• **Exercise**: Return every line of the rows below verbatim, leaving out the pictures.

• **Dataset entries**:
-- Begin --

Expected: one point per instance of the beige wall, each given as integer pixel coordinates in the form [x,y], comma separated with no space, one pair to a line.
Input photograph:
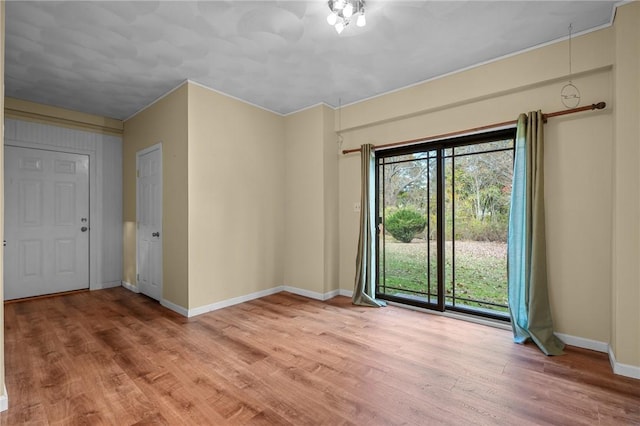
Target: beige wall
[2,385]
[311,182]
[625,321]
[304,230]
[47,114]
[578,160]
[236,198]
[331,157]
[164,122]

-- End --

• **Written response**:
Expected: one point per instance of the beige wall, each given as integer pixel coordinates in the form [x,y], comma separated with no space, one pair to a line.
Input photograph:
Target: beige wall
[2,385]
[311,182]
[625,321]
[304,230]
[47,114]
[578,160]
[236,198]
[331,157]
[164,122]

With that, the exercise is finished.